- _SELECTED PASSAGE_:
↓

This is the seventh-and-a-quarter post in a series applying Seth Godin’s rules of bootstrapping (see also here) to building a non-profit organisation.

Rule 7: Charge a lot (but be worth more than you charge)

A last argument for applying this rule in non-profit context is that if your clients pay, your resources go further, and you can serve a lot more people. We covered this principle in Rule 3 (see ‘Eager to pay and scaling the non-profit), but it’s worth repeating here.

I’ve just been listening to an interview with One Acre Fund‘s Andrew Youn on Rob Reid’s After On podcast where Andrew spoke about the importance of a revenue model in their work, where the farmers they serve receive credit, but ultimately pay for the services they receive:

Rob Reid: Some people might say that these folks are extremely poor, why don’t you deliver these services for free? Part of it is that there’s only so much money in your organisation, and that 98.5% payback means that you’ve got a lot more dollars put to work. What percentage of One Acre Fund’s annual budget comes back to it through repayments?

↑

- _EXERCISE DIRECTIONS_: Write out the passage on charging for non-profit services word for word, from its first sentence to its last.

- _GIVEN DATA_:
↓

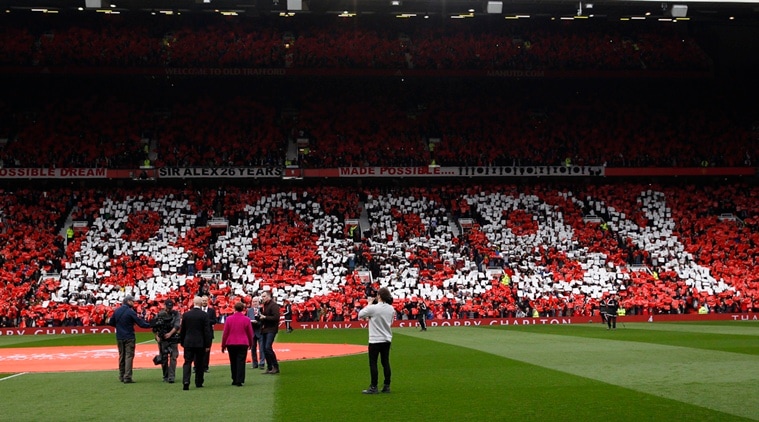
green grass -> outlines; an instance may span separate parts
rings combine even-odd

↑

- _RESULT FOR THIS TASK_:
This is the seventh-and-a-quarter post in a series applying Seth Godin’s rules of bootstrapping (see also here) to building a non-profit organisation.

Rule 7: Charge a lot (but be worth more than you charge)

A last argument for applying this rule in non-profit context is that if your clients pay, your resources go further, and you can serve a lot more people. We covered this principle in Rule 3 (see ‘Eager to pay and scaling the non-profit), but it’s worth repeating here.

I’ve just been listening to an interview with One Acre Fund‘s Andrew Youn on Rob Reid’s After On podcast where Andrew spoke about the importance of a revenue model in their work, where the farmers they serve receive credit, but ultimately pay for the services they receive:

Rob Reid: Some people might say that these folks are extremely poor, why don’t you deliver these services for free? Part of it is that there’s only so much money in your organisation, and that 98.5% payback means that you’ve got a lot more dollars put to work. What percentage of One Acre Fund’s annual budget comes back to it through repayments?